### WHAT YOU HAVE TO DO
There is one span to output from the data below: the lines starting at the line with "Point | tag one point per instance of the white" and ending at the line with "Point | tag one point per instance of the woman's nose". Output it exactly, ends included, nothing more.

INFORMATION PROVIDED: Begin

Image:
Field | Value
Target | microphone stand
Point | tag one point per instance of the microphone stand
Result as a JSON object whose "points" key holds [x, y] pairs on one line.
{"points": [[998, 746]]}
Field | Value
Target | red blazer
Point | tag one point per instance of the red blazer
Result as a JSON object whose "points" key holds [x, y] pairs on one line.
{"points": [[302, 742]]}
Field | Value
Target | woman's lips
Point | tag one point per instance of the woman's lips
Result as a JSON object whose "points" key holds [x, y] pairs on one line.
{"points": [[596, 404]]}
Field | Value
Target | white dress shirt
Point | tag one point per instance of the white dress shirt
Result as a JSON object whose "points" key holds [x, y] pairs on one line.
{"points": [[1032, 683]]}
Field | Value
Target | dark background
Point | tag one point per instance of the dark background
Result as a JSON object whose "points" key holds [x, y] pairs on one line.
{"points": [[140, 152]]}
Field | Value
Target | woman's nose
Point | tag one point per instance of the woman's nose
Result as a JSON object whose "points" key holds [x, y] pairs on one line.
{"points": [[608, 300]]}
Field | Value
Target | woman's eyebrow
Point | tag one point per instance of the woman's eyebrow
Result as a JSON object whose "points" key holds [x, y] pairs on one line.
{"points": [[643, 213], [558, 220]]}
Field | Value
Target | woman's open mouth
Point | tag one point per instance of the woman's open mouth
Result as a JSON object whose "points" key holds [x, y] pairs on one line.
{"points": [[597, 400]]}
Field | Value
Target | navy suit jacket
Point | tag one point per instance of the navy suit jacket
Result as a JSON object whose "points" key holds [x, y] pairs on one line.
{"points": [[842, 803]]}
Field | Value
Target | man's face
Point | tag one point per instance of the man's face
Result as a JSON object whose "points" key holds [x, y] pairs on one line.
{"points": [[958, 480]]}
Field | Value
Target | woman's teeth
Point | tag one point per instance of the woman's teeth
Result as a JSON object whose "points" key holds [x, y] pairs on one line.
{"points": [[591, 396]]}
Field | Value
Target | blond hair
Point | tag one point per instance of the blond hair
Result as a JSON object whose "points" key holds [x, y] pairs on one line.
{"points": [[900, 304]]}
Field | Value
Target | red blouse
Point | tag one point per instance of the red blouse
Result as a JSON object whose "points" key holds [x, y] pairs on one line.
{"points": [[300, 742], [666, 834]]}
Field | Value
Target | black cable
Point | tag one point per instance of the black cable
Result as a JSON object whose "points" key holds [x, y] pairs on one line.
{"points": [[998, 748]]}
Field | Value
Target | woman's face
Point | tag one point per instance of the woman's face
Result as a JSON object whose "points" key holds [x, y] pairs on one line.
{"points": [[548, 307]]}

INFORMATION PROVIDED: End

### WORKED SOLUTION
Point | tag one point per instance of the white dress shirt
Result as a JSON object whose "points" key holds [x, y] pairs on one line.
{"points": [[1032, 683]]}
Field | Value
Target | dark background
Point | tag one point per instance of the dark background
Result as a JSON object whose "points" key holds [x, y] pairs on one line.
{"points": [[140, 152]]}
Field | Value
Target | woman's nose
Point | tag one point per instance of the woman's nose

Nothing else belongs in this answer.